◆ Directions for this task: Copy each line of the records below that mentions the word "highlight".
START Entries shown
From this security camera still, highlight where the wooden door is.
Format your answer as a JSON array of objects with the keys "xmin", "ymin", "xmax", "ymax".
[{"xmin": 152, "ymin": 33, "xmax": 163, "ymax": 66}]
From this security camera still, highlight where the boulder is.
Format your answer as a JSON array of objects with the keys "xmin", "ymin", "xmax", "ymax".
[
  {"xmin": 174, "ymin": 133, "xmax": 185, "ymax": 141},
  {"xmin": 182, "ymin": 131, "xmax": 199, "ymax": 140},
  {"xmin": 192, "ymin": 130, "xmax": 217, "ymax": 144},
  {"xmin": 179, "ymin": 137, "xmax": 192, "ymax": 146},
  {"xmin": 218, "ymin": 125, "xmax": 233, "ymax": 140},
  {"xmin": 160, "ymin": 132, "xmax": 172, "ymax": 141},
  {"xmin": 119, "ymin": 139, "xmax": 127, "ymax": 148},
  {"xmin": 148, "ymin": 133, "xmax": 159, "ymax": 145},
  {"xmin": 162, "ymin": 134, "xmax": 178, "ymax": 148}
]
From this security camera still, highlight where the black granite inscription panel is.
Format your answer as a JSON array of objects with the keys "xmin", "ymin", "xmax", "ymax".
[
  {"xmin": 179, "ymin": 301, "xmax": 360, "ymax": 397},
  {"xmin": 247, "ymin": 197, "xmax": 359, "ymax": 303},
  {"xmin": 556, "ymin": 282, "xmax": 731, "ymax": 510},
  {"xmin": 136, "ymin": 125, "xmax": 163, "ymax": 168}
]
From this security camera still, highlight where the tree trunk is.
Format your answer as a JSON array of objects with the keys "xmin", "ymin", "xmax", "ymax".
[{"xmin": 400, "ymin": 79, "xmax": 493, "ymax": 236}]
END Entries shown
◆ Task result:
From this security camera still, highlight where the wooden door is.
From this security camera still, highlight where the boulder is.
From this security camera still, highlight where the black granite inscription panel is.
From this security camera still, highlight where the tree trunk is.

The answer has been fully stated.